Selected excerpt
---
The Regular Expression supported refer to https://github.com/google/re2/wiki/Syntax

3.2 TCP Probe Configuration

# TCP Probe Configuration
tcp:
  - name: SSH Service
    host: example.com:22
    timeout: 10s # default is 30 seconds
    interval: 2m # default is 60 seconds

  - name: Kafka
    host: kafka.server:9093

3.3 Shell Command Probe Configuration

The shell command probe is used to execute a shell command and check the output.

The following example shows how to configure the shell command probe.

# Shell Probe Configuration
shell:
  # A proxy curl shell script
  - name: Google Service
    cmd: "./resources/probe/scripts/proxy.curl.sh"
    args:
      - "socks5://127.0.0.1:1085"
      - "www.google.com"

  # run redis-cli ping and check the "PONG"
  - name: Redis (Local)
    cmd: "redis-cli"
    args:
      - "-h"
      - "127.0.0.1"
      - "ping"
    clean_env: true # Do not pass the OS environment variables to the command
                    # default: false
    env:
      # set the `REDISCLI_AUTH` environment variable for redis password
      - "REDISCLI_AUTH=abc123"
    # check the command output, if does not contain the PONG, mark the status down
    contain : "PONG"
    not_contain: "failure" # response body must NOT contain this string, if it does the probe is considered failed.
    regex: false # if true, the `contain` and `not_contain` will be treated as regular expression. default: false

  # Run Zookeeper command `stat` to check the zookeeper status
  - name: Zookeeper (Local)
    cmd: "/bin/sh"
    args:
      - "-c"
      - "echo stat | nc 127.0.0.1 2181"
    contain: "Mode:"

Note:

The Regular Expression supported refer to https://github.com/google/re2/wiki/Syntax

3.4 SSH Command Probe Configuration

SSH probe is similar to Shell probe.

  • Support Password and Private key authentication.
  • Support the Bastion host tunnel.

The host supports the following configuration

  • example.com
  • example.com:22
  • user@example.com:22

The following are examples of SSH probe configuration.

# SSH Probe Configuration
ssh:
  # SSH bastion host configuration
  bastion:
    aws: # bastion host ID      ◄──────────────────────────────┐
      host: aws.basition.com:22 #
      username: ubuntu # login user                            │
      key: /path/to/aws/basion/key.pem # private key file      │
    gcp: # bastion host ID                                     │
      host: ubuntu@gcp.basition.com:22 # bastion host          │
      key: /path/to/gcp/basion/key.pem # private key file      │
  # SSH Probe configuration                                    │
  servers:   #
    # run redis-cli ping and check the "PONG"                  │
    - name: Redis (AWS) # Name                                 │
      bastion: aws  # bastion host id ------------------------─┘
      host: 172.20.2.202:22
      username: ubuntu  # SSH Login username
      password: xxxxx   # SSH Login password
      key: /path/to/private.key # SSH login private file
      passphrase: xxxxxxx  # PrivateKey password
      cmd: "redis-cli"
---
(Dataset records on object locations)
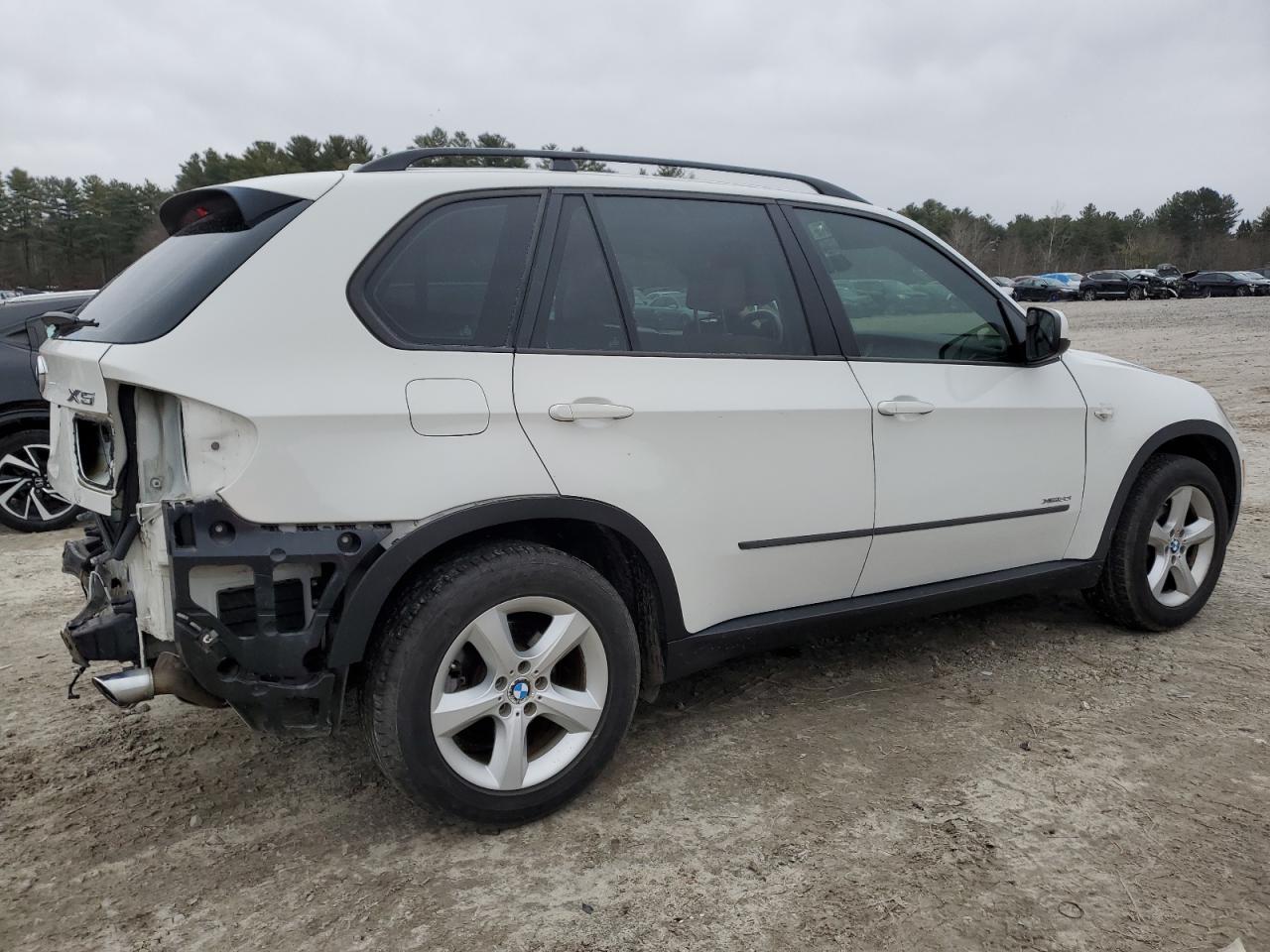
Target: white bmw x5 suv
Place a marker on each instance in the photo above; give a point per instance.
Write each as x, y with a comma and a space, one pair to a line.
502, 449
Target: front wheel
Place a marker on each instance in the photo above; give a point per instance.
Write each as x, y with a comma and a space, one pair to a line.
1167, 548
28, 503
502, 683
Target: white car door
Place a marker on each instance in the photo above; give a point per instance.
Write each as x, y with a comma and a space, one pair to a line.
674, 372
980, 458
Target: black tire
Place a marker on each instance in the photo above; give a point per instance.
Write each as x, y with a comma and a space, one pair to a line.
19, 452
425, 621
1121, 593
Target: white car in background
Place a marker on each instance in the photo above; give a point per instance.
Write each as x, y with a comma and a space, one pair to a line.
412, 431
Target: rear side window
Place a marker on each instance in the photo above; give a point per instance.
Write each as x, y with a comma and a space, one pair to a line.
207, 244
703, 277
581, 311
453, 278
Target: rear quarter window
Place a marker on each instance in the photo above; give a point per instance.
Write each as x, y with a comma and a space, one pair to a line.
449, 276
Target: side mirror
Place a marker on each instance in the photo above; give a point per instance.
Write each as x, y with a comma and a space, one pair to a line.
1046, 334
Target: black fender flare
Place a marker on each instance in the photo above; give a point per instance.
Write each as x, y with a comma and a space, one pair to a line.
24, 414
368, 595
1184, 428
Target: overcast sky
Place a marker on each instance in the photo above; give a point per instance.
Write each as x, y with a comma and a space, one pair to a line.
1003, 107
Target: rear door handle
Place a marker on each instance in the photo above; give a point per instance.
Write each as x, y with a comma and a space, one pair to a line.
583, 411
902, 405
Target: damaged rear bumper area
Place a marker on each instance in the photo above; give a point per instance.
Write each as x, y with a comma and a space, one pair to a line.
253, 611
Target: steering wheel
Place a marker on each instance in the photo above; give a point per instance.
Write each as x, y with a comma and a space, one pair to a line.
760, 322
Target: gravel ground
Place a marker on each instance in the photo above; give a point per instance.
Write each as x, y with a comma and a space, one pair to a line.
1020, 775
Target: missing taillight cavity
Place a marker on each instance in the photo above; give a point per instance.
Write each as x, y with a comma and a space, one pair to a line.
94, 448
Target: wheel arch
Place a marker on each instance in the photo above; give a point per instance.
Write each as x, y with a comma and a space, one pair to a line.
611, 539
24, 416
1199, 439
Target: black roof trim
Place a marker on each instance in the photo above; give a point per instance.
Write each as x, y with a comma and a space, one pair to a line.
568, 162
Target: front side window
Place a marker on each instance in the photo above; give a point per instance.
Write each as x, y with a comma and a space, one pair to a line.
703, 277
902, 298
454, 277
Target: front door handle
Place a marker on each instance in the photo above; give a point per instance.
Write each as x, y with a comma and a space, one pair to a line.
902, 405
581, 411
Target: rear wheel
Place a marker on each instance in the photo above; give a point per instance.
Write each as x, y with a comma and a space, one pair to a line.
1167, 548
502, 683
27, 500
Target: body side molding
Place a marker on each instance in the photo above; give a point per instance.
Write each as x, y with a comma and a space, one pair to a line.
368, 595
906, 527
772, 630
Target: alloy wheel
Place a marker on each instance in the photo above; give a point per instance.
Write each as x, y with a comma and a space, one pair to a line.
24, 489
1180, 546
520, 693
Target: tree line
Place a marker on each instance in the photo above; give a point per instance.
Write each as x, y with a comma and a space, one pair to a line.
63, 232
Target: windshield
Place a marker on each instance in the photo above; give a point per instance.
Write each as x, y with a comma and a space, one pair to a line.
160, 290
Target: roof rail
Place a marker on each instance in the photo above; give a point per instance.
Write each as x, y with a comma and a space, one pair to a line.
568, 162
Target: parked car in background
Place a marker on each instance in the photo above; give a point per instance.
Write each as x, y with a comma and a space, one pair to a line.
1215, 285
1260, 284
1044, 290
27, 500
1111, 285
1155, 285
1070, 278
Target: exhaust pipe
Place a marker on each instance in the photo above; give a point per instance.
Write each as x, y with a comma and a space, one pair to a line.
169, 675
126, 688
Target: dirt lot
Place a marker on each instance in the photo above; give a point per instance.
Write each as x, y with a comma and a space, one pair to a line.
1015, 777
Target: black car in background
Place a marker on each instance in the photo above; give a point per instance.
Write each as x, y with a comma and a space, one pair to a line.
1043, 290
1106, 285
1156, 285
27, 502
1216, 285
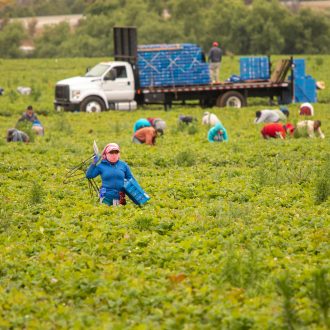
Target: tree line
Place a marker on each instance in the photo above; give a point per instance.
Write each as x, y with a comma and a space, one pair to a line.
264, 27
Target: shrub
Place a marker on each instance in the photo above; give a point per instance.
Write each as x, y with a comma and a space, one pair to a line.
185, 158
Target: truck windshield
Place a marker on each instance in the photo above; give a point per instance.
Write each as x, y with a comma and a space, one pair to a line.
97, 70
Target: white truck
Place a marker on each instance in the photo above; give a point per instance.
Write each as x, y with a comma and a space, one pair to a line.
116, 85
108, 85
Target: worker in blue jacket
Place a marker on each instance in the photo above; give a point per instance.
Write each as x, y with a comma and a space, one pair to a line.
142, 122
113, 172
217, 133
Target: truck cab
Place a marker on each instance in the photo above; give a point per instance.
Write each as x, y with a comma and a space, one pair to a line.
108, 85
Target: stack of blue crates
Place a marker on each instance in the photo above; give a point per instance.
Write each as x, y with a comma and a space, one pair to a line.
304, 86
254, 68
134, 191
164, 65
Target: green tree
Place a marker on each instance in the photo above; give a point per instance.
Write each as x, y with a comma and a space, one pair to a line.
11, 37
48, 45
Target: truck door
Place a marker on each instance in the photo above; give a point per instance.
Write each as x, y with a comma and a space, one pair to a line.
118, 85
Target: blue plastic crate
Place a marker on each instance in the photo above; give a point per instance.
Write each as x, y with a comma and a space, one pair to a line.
---
Exercise instructions
1. Summarize the probe configuration excerpt in two sentences.
2. Rewrite the probe configuration excerpt from "3.3 Shell Command" up to and including "shell command probe.", replacing "output" with "result".
3. Carry on the probe configuration excerpt from its last line.
The records play no part in this work.

Answers below
1. The excerpt gives example configurations for TCP probes, shell command probes, and SSH command probes, with settings such as host, timeout, interval, command, and arguments. The shell probe runs a command and checks its output with `contain` and `not_contain` strings, which are treated as regular expressions when `regex` is true, and the SSH probe is similar to the shell probe and supports password authentication, private key authentication, and bastion host tunnels.

2.
3.3 Shell Command Probe Configuration

The shell command probe is used to execute a shell command and check the result.

The following example shows how to configure the shell command probe.

3.
      args:
        - "-h"
        - "127.0.0.1"
        - "ping"
      env:
        # set the `REDISCLI_AUTH` environment variable for redis password
        - "REDISCLI_AUTH=abc123"
      # check the command output, if does not contain the PONG, mark the status down
      contain : "PONG"
      not_contain: "failure" # response body must NOT contain this string, if it does the probe is considered failed.
      regex: false # if true, the contain and not_contain will be treated as regular expression. default: false

    # Check the process status of `Kafka`
    - name:  Kafka (GCP)
      bastion: gcp         #  ◄------ bastion host id
      host: 172.10.1.100:22
      username: ubuntu
      key: /path/to/private.key
      cmd: "ps -ef | grep kafka"

Note:

The Regular Expression supported refer to https://github.com/google/re2/wiki/Syntax

3.5 TLS Probe Configuration

TLS ping to remote endpoint, can probe for revoked or expired certificates

tls:
  - name: expired test
    host: expired.badssl.com:443
    insecure_skip_verify: true # dont check cert validity
    expire_skip_verify: true # dont check cert expire date
    alert_expire_before: 168h # alert if cert expire date is before X, the value is a Duration, see https://pkg.go.dev/time#ParseDuration. example: 1h, 1m, 1s. expire_skip_verify must be false to use this feature.
    # root_ca_pem_path: /path/to/root/ca.pem # ignore if root_ca_pem is present
    # root_ca_pem: |
    #   -----BEGIN CERTIFICATE-----
  - name: untrust test
    host: untrusted-root.badssl.com:443
    # insecure_skip_verify: true # dont check cert validity
    # expire_skip_verify: true # dont check cert expire date
    # root_ca_pem_path: /path/to/root/ca.pem # ignore if root_ca_pem is present
    # root_ca_pem: |
    #   -----BEGIN CERTIFICATE-----

3.6 Host Resource Usage Probe Configuration

The host resource usage probe allows for collecting information and alerting when certain resource utilization thresholds are exceeded.

The resources currently monitored include CPU, memory and disk utilization. The probe status is considered as down when any value exceeds its defined threshold.

Note:

  • The host running easerprobe needs the following commands to be installed on the remote system that will be monitored: top, df, free, awk, grep, tr, and hostname (check the source code for more details on this works and/or modify its behavior).
  • The disk usage check is limited to the root filesystem only with the following command df -h /.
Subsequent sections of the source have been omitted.